::: Entries provided

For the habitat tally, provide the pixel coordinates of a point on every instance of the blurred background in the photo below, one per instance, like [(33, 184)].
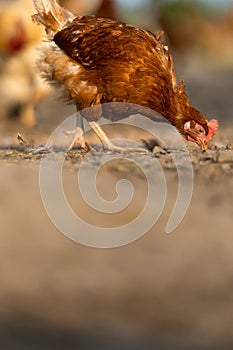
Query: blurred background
[(161, 292)]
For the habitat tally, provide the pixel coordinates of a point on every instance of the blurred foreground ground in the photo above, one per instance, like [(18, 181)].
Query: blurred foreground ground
[(161, 292)]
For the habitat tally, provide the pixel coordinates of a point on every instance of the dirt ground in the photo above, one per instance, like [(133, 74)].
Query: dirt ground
[(160, 292)]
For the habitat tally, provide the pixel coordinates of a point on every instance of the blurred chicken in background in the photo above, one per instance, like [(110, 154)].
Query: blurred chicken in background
[(21, 86), (101, 8), (196, 27)]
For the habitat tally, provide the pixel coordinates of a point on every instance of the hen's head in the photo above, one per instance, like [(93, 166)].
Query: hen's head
[(199, 133)]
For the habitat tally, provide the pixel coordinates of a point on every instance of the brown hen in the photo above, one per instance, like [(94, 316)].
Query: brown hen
[(100, 60)]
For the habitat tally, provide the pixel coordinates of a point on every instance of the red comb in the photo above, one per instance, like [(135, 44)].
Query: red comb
[(213, 127)]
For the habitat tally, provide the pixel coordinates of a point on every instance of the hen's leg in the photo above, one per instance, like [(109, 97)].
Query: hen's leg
[(78, 134), (107, 143)]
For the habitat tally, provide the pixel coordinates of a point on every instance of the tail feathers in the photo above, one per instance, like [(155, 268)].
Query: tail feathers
[(51, 15)]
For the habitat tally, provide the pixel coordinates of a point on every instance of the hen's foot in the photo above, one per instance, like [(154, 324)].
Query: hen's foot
[(78, 139)]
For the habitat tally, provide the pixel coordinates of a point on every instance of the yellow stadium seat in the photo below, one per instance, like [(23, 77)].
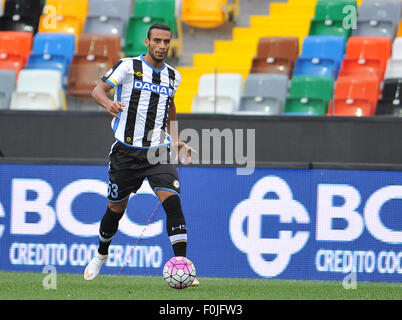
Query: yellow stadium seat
[(62, 25), (65, 16), (290, 8), (196, 13), (241, 34)]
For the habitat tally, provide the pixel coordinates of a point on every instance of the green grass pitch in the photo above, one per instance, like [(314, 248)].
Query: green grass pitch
[(28, 286)]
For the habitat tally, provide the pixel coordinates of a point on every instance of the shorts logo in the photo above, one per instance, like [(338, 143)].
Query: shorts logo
[(152, 87), (107, 74), (138, 74)]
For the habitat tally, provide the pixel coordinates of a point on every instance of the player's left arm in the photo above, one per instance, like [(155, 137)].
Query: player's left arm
[(182, 148)]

::::::

**Task details:**
Output the rows above, from their first line through the line containing "[(199, 133)]", as a Markdown table with the columns Number and Line. Give each non-blank line its own numbered entry, and leave out the pictures.

**In response:**
| Number | Line |
|---|---|
| 1 | For the habitat tally, provide the pixel coordinates of a point on every instance of the blurred background in the photo below, one per instance, like [(33, 184)]. |
| 2 | Query: blurred background |
| 3 | [(161, 292)] |
| 4 | For the habitat tally, provide the pixel coordinates of a point on every instance of the blurred foreground ground in the photo above, one per instance, like [(18, 181)]. |
| 5 | Query: blurred foreground ground |
| 6 | [(161, 292)] |
| 7 | For the habitat tally, provide the pixel coordinates of a point on every instance of the dirt ground in the photo above, one per instance, like [(133, 74)]. |
| 8 | Query: dirt ground |
| 9 | [(160, 292)] |
| 10 | For the habitat tally, provide the pixel coordinates of a point on every instance of the blurred chicken in background in the photo above, one per instance, like [(110, 154)]. |
| 11 | Query: blurred chicken in background |
| 12 | [(21, 86), (101, 8), (196, 27)] |
| 13 | For the habitat tally, provide the pixel coordinates of a point on every instance of the hen's head in the photo above, one per instance, like [(93, 166)]. |
| 14 | Query: hen's head |
| 15 | [(199, 133)] |